Items from a dataset:
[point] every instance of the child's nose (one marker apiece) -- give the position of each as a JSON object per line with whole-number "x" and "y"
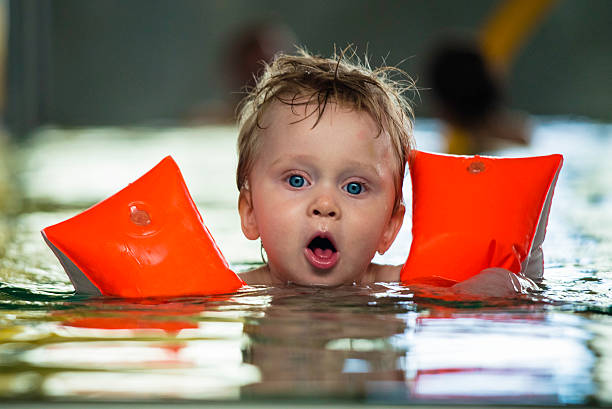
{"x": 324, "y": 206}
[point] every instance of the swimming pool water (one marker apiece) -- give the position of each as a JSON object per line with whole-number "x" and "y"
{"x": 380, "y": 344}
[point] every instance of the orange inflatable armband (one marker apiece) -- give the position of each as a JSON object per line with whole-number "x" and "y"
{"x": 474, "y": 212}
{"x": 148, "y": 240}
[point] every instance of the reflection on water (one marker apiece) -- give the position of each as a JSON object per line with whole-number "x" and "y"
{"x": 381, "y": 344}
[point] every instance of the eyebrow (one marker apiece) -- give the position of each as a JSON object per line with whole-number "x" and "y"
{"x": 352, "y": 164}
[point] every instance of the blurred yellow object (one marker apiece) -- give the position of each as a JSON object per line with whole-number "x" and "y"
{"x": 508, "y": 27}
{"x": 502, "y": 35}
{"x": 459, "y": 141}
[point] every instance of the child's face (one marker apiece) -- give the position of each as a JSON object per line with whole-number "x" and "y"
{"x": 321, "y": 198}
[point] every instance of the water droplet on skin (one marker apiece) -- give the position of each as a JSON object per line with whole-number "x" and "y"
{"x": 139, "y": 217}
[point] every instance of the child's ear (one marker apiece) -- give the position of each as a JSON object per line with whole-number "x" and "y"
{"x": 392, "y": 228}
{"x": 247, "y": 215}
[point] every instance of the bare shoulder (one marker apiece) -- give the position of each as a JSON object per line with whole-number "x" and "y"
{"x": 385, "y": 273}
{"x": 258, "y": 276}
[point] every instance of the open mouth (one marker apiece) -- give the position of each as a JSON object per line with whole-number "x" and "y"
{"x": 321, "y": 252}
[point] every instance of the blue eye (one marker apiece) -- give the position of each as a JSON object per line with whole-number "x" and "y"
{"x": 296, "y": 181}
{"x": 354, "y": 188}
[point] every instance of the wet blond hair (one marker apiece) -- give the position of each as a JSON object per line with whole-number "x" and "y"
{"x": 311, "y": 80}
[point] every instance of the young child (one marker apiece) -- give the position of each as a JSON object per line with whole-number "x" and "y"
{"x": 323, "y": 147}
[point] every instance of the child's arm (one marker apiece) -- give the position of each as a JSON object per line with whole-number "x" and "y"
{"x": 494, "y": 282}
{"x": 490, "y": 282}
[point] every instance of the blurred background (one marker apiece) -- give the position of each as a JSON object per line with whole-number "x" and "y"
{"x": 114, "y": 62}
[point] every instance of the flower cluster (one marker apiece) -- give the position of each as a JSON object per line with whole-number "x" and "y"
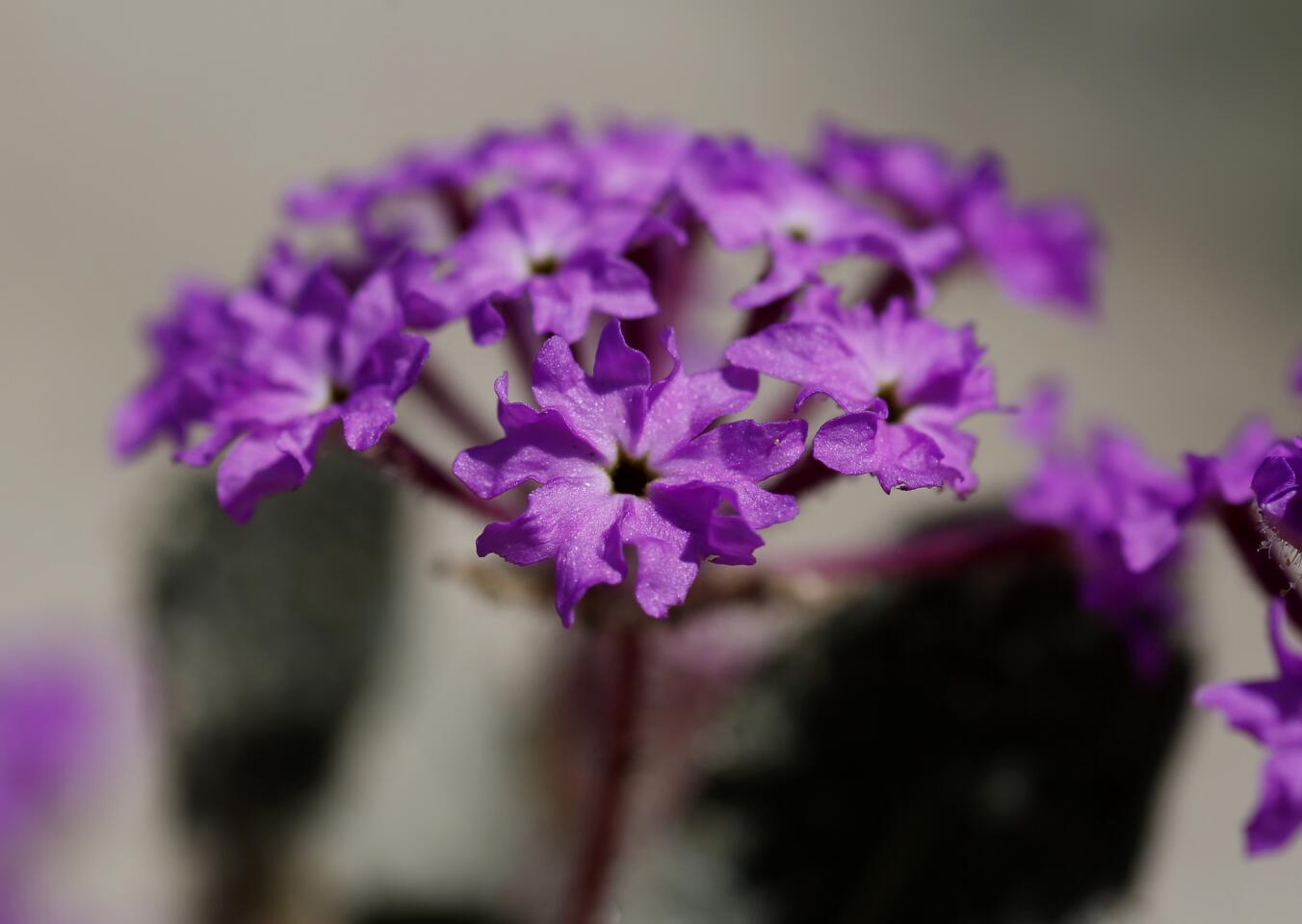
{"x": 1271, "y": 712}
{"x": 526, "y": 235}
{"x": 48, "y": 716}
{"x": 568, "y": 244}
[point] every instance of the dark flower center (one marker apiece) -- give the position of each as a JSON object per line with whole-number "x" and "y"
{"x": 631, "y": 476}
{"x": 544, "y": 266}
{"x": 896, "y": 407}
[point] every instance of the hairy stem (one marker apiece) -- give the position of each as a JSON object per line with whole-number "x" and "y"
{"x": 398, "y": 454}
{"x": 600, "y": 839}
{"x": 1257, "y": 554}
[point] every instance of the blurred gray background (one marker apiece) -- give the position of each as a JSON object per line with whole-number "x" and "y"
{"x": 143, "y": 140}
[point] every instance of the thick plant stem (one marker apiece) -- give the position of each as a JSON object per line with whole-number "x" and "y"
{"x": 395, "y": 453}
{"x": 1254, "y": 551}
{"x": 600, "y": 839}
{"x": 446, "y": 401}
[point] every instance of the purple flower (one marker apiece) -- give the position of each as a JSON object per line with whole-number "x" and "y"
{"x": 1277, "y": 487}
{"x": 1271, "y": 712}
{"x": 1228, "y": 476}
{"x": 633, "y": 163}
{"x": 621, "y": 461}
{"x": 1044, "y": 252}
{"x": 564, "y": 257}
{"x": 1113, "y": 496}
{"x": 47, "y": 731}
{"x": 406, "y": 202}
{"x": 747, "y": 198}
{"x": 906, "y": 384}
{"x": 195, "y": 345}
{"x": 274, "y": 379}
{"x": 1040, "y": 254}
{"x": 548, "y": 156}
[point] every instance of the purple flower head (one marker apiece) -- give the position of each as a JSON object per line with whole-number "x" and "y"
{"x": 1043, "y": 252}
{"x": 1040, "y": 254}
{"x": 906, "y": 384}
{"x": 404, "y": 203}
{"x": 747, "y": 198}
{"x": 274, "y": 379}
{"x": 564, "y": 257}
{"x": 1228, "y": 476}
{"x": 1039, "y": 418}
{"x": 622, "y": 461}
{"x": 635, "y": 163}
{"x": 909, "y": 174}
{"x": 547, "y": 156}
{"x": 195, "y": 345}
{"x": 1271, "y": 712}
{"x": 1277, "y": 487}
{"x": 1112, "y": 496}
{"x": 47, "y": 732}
==
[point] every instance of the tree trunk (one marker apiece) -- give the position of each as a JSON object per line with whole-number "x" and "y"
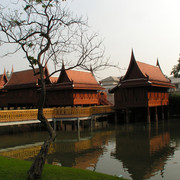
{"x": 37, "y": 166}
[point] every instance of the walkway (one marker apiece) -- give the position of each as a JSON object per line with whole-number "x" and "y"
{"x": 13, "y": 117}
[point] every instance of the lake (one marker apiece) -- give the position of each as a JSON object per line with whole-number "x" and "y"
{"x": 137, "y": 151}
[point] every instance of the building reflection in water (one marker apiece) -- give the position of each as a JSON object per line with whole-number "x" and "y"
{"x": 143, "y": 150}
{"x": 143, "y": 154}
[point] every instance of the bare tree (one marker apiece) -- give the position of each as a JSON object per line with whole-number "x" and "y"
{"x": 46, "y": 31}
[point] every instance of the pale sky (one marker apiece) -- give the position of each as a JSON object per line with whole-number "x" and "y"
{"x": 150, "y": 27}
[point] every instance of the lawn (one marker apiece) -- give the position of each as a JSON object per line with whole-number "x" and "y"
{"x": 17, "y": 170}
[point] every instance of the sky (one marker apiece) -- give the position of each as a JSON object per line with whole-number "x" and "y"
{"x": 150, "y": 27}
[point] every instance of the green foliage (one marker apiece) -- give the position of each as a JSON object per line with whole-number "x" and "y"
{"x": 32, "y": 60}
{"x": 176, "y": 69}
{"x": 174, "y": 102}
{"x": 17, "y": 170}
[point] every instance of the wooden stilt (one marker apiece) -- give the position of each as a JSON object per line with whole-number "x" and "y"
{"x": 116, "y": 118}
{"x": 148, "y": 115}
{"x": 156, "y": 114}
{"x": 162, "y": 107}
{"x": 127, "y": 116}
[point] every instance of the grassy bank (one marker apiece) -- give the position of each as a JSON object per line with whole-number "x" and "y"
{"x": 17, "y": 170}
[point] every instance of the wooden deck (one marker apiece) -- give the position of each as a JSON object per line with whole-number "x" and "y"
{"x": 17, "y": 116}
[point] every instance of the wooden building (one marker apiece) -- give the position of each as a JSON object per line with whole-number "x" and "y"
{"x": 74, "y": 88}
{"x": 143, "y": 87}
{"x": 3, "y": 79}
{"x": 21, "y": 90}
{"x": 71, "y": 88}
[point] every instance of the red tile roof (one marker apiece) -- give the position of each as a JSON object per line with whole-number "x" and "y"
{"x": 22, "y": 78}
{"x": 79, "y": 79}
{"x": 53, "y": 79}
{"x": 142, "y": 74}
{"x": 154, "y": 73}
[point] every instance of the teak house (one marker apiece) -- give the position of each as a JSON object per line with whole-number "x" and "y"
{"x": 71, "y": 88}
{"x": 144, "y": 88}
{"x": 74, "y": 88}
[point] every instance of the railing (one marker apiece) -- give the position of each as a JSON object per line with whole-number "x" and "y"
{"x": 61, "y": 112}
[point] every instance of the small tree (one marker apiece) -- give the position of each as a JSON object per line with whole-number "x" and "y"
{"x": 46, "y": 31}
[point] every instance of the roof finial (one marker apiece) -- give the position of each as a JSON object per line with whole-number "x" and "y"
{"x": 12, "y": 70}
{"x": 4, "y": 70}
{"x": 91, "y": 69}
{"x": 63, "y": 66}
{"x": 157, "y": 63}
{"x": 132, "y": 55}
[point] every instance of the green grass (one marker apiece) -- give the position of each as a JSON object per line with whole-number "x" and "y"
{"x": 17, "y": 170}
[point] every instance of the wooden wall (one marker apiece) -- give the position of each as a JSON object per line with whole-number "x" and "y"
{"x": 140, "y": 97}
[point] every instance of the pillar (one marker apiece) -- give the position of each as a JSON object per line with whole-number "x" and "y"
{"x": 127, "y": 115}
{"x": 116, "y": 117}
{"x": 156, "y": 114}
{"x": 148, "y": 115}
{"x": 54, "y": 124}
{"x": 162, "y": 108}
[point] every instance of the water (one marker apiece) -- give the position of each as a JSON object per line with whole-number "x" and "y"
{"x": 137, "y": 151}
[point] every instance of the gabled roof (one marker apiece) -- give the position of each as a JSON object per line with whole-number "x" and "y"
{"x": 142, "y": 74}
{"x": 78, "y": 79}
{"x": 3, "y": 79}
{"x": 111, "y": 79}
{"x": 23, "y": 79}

INSTRUCTIONS FOR THE TASK – How many lines in the items above contain the string "building"? Case counts, and the reply should be the number alone.

WRITTEN RESPONSE – 2